**What the task asks:** Copy word for word the part of the listing below, starting at the line that contains "Trace the outline of every instance of the green" and ending at the end of the listing.

**Stored data:**
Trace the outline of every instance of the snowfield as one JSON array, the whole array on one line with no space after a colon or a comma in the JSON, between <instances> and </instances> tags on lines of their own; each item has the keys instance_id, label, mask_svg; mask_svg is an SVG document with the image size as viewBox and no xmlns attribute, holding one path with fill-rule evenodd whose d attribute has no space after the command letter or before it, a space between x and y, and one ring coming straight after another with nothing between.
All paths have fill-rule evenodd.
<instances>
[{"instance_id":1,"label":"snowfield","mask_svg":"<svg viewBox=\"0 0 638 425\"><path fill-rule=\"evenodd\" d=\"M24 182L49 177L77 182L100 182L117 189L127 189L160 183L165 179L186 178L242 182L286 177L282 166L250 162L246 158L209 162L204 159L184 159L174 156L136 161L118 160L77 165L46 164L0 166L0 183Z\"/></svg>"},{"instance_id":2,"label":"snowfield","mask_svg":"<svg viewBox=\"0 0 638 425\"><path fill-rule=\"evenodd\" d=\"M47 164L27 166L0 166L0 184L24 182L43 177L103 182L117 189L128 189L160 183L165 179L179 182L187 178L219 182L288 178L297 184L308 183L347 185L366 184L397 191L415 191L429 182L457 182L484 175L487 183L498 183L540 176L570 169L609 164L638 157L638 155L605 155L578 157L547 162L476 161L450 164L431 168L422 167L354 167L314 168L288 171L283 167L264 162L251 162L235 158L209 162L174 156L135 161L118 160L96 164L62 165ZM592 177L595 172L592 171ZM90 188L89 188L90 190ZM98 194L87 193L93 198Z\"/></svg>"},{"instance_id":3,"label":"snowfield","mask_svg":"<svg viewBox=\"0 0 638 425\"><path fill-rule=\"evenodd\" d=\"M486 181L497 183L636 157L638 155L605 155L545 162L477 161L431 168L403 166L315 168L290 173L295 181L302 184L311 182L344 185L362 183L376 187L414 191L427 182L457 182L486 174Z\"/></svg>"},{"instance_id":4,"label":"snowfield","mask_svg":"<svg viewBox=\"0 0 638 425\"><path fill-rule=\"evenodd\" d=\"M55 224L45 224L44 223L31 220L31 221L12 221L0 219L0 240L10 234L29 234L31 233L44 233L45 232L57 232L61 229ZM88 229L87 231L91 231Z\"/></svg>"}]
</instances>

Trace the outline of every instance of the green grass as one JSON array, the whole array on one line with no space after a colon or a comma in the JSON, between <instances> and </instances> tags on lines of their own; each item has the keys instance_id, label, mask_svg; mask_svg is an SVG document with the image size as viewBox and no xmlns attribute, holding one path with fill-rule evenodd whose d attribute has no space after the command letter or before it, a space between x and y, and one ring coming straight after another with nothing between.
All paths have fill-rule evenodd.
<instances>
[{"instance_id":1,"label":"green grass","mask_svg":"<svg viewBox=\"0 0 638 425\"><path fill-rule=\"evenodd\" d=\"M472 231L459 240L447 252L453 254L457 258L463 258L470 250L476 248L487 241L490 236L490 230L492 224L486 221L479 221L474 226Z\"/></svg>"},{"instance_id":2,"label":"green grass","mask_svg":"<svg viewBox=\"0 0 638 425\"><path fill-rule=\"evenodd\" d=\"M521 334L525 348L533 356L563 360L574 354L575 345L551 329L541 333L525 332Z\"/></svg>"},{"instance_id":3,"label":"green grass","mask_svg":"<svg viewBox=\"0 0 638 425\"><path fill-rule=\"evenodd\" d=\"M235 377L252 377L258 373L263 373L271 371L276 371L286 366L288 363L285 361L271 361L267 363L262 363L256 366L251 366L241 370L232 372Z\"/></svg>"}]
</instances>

**Solution to the problem:**
Trace the outline of every instance of the green grass as one JSON array, the whole array on one line with no space after a colon or a comma in the JSON, between <instances> and </instances> tags on lines of their own; each item has the keys instance_id, label, mask_svg; mask_svg is an SVG document with the image size as viewBox and no xmlns attribute, holding one path with fill-rule evenodd whose d attribute has no space after the command letter or before it, a space between x and y, and one ring coming straight after another with nothing between.
All paths have fill-rule evenodd.
<instances>
[{"instance_id":1,"label":"green grass","mask_svg":"<svg viewBox=\"0 0 638 425\"><path fill-rule=\"evenodd\" d=\"M472 231L459 240L447 252L453 254L457 258L463 258L470 250L476 248L487 241L490 236L490 230L492 224L486 221L479 221L474 226Z\"/></svg>"},{"instance_id":2,"label":"green grass","mask_svg":"<svg viewBox=\"0 0 638 425\"><path fill-rule=\"evenodd\" d=\"M521 334L525 348L533 356L563 360L574 354L575 345L551 329L541 333L525 332Z\"/></svg>"},{"instance_id":3,"label":"green grass","mask_svg":"<svg viewBox=\"0 0 638 425\"><path fill-rule=\"evenodd\" d=\"M235 377L252 377L258 373L263 373L271 371L276 371L286 366L288 363L285 361L271 361L267 363L262 363L256 366L251 366L241 370L232 372Z\"/></svg>"}]
</instances>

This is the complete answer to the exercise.